▶ **TASK**
Copy the court judgment below word for word, from "their clothing''s. In" up to and including "they were innocent.".

▶ **SUPPLIED PASSAGE**
···

11. In this case the Police has not taken into possession anything whatsoever from the scene of occurrence nor from the body of the victims i.e.

their clothing''s. In fact, since the matter was reported on the 3rd day the Police may not have found anything worth taking up from the scene of

occurrence. The suggestions to witnesses in cross-examination are that incident did not occur in the manner narrated by them. Suggestion was

given to some other witnesses that in fact, they had attacked the accused persons. Dilip Ghosh in a statement u/s 313 of the Code of Criminal

Procedure has stated that they were attacked and that they were innocent.

12. The necessary inference from the circumstances discussed by me above is that there are possibilities that the incident did not occur in the

manner narrated by the witnesses, that the witnesses concealed the vital factor of injuries to the accused and there was a great chance or at least

opportunity to make out a concocted case on the basis of preplanning as to who caused injury, how and where. When such is the situation, the

caution for a criminal court is to look at the evidence with suspicion. Unless, definite evidence comes about how the incident occurred, and there

are two possibilities, the criminal court will favour the accused by giving him benefit of doubt as the presumption of innocence can be rebutted only

by proof, beyond doubt, of all the ingredients which constitute the offence.

13. The Id Advocate for the state has argued that the very fact that Dilip (accused) says that they were assaulted first. suggests that the accused

were present at the spot and in these circumstances the narration of the witnesses as to how the incident occurred and how they suffered injuries,

should be accepted. It is further argued that the injured persons and the witnesses must have been busy in looking after Ratan whose condition was

very serious on 1st January. 1983. So the delay in lodging FIR was not unnatural.

14. Alter considering these assertions, and the facts and circumstances of the case and evidence on record. I am unable to accept the contention

that there is sufficient explanation of delay in lodging FIR. The witnesses who were eye-witnesses were not at all involved with Ratan after his being

discharged from PHC. At least they do not say so and they did nothing for two days. Ratan was being looked after by his parents. The Hospital

Sadar was farther than 16 kilometers which was the distance of police station May be these witnesses were planning as to what report they should

lodge as the other party had also suffered injuries. The circumstances which I have discussed above, ease a deep doubt on prosecution story of the

incident. Every case has to be judged on its own facts and circumstances in the light of evidence. The circumstances in his case are such that a

deep doubt is east on the prosecution narration. Since the whole story given by prosecution witnesses, is surrounded with suspicion, there remains

no scope for considering the question of exercise of right of private defence. The trial court has found that presence of two of five accused, was

not fully proved, so that part of narration was also not true. It can''t be said who caused injury to whom and if only 3 appellants had participated in

the attack or there were others also. If the accused or some of them were attached 1st. then who of the persons present gave hits to complainants

cannot be said with, certainly. So it does not appear proved beyond doubt as to which of accused hit on the head of Ratan with the required mens

rea. The trial court has found that 5. 34 & 149 P.C. cannot be applied as necessary ingredient are not proved, although its reasoning is abrasive.

The accused in this case are entitled to benefit of doubt. The judgment of conviction and of sentence against them is set aside. The appeal is

accepted. They are set at liberty and the appellants are discharged from their respective bail bonds. Copies of this judgment be sent to trial court.

···

▶ **RECORDED INFORMATION**
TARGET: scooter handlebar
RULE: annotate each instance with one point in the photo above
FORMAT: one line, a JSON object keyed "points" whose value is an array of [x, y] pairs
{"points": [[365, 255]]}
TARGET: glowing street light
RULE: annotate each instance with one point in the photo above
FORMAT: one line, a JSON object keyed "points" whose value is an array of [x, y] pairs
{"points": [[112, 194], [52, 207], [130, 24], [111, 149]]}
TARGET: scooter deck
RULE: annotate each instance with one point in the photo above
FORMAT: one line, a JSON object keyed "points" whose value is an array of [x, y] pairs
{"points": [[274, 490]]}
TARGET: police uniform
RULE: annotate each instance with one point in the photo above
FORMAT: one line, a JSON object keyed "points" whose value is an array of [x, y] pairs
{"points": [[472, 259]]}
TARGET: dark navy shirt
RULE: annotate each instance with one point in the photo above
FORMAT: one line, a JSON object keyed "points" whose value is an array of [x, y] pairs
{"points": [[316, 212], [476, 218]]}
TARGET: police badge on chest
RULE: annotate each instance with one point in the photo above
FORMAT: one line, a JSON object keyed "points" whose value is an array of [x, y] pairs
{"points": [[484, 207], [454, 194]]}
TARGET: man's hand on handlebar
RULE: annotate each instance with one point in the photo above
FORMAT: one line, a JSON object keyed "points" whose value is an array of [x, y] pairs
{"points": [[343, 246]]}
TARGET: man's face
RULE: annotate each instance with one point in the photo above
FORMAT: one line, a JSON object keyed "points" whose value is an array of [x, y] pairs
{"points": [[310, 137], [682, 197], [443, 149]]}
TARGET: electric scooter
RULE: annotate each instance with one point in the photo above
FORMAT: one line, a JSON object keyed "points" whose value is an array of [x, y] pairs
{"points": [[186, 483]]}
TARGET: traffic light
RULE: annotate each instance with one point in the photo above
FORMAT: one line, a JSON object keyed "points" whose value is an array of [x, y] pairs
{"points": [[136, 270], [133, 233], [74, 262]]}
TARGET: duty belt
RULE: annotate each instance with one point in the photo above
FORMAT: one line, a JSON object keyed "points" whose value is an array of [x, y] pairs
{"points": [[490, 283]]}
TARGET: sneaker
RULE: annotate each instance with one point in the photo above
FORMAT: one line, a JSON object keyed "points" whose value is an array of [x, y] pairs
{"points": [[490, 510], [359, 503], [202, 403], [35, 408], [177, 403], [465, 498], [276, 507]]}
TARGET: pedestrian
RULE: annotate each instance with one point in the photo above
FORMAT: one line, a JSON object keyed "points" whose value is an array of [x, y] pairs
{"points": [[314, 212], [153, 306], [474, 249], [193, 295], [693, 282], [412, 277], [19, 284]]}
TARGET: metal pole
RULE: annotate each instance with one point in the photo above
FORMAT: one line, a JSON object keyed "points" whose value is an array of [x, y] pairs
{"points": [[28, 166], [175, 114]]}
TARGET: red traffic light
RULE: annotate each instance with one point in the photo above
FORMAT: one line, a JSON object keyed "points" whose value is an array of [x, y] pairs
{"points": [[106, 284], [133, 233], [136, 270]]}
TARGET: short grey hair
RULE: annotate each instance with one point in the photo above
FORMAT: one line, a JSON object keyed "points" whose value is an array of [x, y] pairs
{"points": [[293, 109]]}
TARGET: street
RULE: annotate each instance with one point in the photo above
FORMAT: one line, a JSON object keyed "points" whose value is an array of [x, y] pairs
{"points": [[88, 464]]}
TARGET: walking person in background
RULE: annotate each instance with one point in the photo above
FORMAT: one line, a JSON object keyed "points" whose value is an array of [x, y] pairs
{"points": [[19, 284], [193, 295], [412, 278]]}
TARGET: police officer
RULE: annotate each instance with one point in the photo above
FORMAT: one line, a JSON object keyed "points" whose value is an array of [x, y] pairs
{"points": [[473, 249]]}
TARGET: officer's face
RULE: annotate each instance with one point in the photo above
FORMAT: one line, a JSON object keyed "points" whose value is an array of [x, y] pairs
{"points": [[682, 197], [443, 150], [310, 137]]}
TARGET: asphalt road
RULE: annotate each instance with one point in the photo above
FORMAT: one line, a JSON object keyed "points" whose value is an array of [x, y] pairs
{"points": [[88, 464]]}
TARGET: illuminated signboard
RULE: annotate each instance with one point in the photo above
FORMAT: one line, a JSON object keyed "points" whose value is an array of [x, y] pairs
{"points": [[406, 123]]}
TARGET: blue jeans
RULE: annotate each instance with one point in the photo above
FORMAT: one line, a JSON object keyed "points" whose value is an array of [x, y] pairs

···

▶ **RESPONSE TO THIS TASK**
their clothing''s. In fact, since the matter was reported on the 3rd day the Police may not have found anything worth taking up from the scene of

occurrence. The suggestions to witnesses in cross-examination are that incident did not occur in the manner narrated by them. Suggestion was

given to some other witnesses that in fact, they had attacked the accused persons. Dilip Ghosh in a statement u/s 313 of the Code of Criminal

Procedure has stated that they were attacked and that they were innocent.